#### INSTRUCTION:
Please copy out every line from the one containing "tap the bare" down to the end of the listing, shifting each bounding box coordinate in the answers by -95.

— Start RECORDS FOR THIS TASK —

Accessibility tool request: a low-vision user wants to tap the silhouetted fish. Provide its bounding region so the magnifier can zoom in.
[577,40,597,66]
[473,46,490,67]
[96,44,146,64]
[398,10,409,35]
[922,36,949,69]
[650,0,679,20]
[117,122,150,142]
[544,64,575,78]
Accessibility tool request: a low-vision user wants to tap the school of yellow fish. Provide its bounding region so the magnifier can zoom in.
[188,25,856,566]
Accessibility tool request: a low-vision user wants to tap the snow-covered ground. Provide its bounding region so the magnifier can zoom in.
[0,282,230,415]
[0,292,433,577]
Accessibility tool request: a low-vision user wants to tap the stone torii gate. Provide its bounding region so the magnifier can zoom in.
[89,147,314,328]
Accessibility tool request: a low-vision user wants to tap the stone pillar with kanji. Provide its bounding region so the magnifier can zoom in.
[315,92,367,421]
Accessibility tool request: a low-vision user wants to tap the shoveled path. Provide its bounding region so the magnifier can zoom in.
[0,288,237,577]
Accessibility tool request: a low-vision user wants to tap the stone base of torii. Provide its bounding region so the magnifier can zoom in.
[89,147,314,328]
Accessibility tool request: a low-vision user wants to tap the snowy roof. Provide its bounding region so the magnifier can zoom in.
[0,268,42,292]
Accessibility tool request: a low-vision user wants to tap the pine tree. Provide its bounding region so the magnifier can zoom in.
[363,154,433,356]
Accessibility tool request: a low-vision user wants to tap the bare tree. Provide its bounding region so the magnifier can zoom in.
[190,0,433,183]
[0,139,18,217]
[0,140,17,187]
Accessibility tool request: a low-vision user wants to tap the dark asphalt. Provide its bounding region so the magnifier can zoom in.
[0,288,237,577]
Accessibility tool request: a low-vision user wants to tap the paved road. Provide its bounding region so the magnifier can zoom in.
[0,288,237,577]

— End RECORDS FOR THIS TASK —

#### THE SOLUTION:
Accessibility tool request: a low-vision user wants to tap the bare tree. Provide its bounding region so the magnifier can zoom in.
[95,-95,338,88]
[-95,44,-77,122]
[-95,45,-78,92]
Accessibility tool request: a low-vision user wants to tap the dark asphalt. Provide its bounding region so the magnifier can zoom in.
[-95,193,142,482]
Accessibility tool request: a low-vision user wants to tap the paved road. Provide its bounding region so the magnifier can zoom in.
[-95,193,142,482]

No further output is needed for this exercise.